Task description |
Please answer from the gait passage below: at initial contact, which group shows more knee flexion?

Document passage |
***

The CP children show a significantly longer stance phase compared to the TD children (p<0.01, η2=0.523). Both groups increase stance percentage during uphill walking compared to level treadmill walking (p<0.01, η2=0.557), with a significant group∗walkingcondition interaction effect (p<0.01, η2=0.298).
3.2. Joint Kinematics and Dynamic Balance
As shown in Table 3, CP and TD children increase peak pelvic anterior tilt when walking uphill (p<0.01, η2=0.842). CP and TD children have less peak pelvic posterior tilt (p<0.01, η2=0.843), peak pelvis oblique (p<0.01, η2=0.423), and less peak trunk extension (p=0.026, η2=0.245) when walking uphill (p<0.01, η2=0.843). Kinematic data shows significant differences for peak hip abduction during the swing phase (p=0.026, η2=0.309), peak hip flexion (p<0.01, η2=0.752) during the swing phase, and decreased peak hip extension during the stance phase (p<0.01, η2=0.478) during uphill walking in both groups. Compared to level treadmill walking, uphill walking has a significantly smaller distance between COM and COP in the anterior-posterior (AP) direction (p<0.01, η2=0.190).
CP children walk with a lower peak knee flexion angle during the swing phase than TD children (p<0.01, η2=0.439). Both groups flex the knee more when walking uphill (p<0.01, η2=0.539). There is a significant group∗walkingcondition interaction effect (p<0.01, η2=0.238). At initial contact, CP has more knee flexion than TD (p<0.01, η2=0.614). Both groups increase peak knee flexion during the load responding phase when walking uphill (p<0.01, η2=0.825).
There is no significant group∗walkingcondition interaction effect in peak ankle dorsiflexion. Both groups increased peak ankle dorsiflexion during the stance phase when walking uphill (p<0.01, η2=0.721). CP children show decreased peak plantarflexion compared to TD children during the swing phase (p<0.01, η2=0.656). Both CP and TD decrease their peak plantar flexion during the stance phase and swing phase when walking uphill (p<0.01, η2=0.598). CP has higher ankle dorsiflexion than TD at the initial contact. Significant differences of the ankle dorsiflexion at the initial contact are identified in the main effect for the group (p<0.01, η2=0.362), walking condition (p<0.01, η2=0.863), and the interaction effect (group∗walkingcondition) (p<0.01, η2=0.357). The peak trunk rotation angle shows a significant group∗walkingcondition interaction effect (p=0.017, η2=0.470).

***

Data for review |

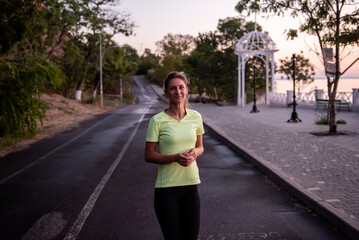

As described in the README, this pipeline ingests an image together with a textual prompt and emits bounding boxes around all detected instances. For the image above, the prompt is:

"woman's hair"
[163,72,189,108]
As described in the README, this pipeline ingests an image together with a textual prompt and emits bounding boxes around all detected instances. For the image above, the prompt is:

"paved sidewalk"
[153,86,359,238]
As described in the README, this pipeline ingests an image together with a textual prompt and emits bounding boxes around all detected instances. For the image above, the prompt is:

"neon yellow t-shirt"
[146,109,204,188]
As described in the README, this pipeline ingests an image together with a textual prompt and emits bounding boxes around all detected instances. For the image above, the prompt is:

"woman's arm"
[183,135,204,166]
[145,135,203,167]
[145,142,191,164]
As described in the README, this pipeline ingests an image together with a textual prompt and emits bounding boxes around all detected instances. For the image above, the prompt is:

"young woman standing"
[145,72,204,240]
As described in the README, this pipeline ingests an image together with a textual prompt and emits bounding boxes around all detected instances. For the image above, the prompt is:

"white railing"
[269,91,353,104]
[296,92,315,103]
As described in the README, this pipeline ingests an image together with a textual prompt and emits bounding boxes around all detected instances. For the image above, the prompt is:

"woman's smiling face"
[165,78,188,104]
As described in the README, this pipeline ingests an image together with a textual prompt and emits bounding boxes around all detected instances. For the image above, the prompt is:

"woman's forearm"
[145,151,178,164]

***

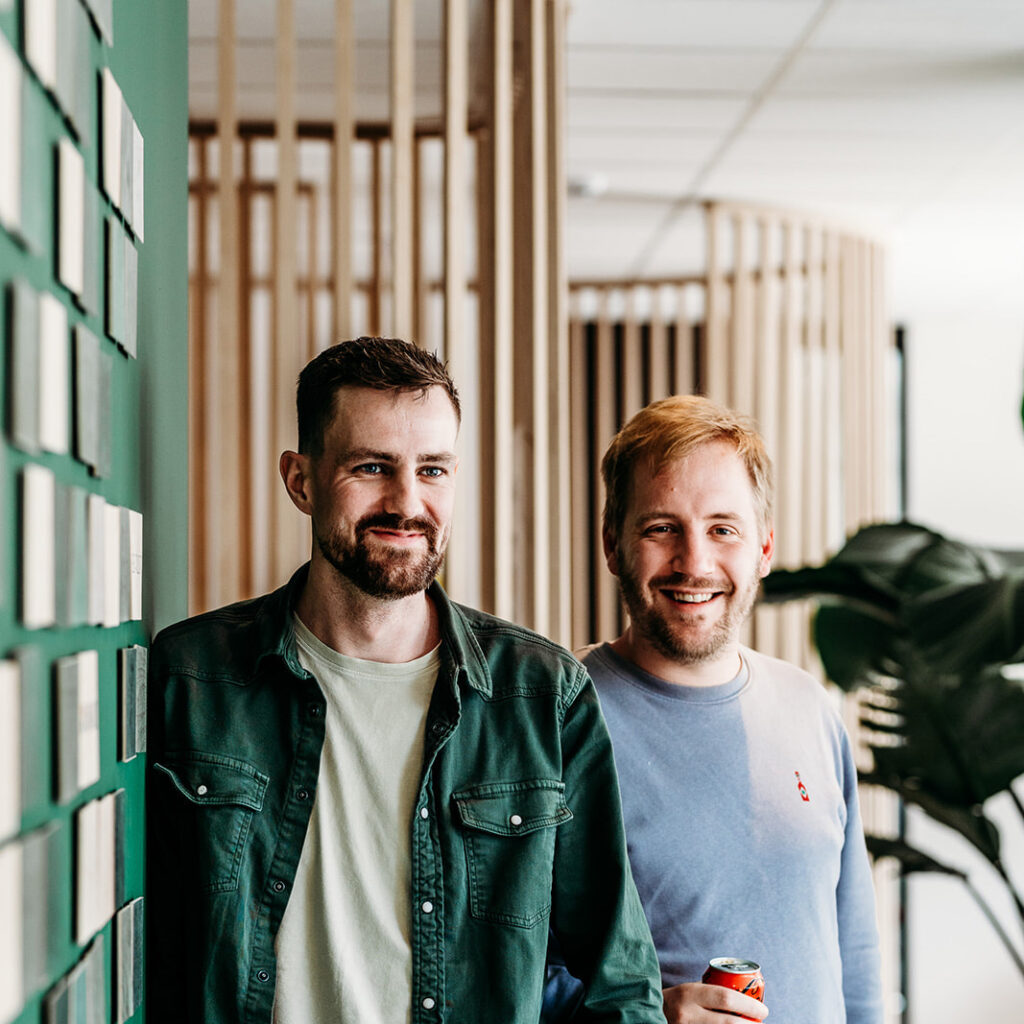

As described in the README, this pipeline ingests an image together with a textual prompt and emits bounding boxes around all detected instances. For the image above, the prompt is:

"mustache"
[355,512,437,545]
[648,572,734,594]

***

Written answer |
The CP children show more knee flexion than the TD children at initial contact.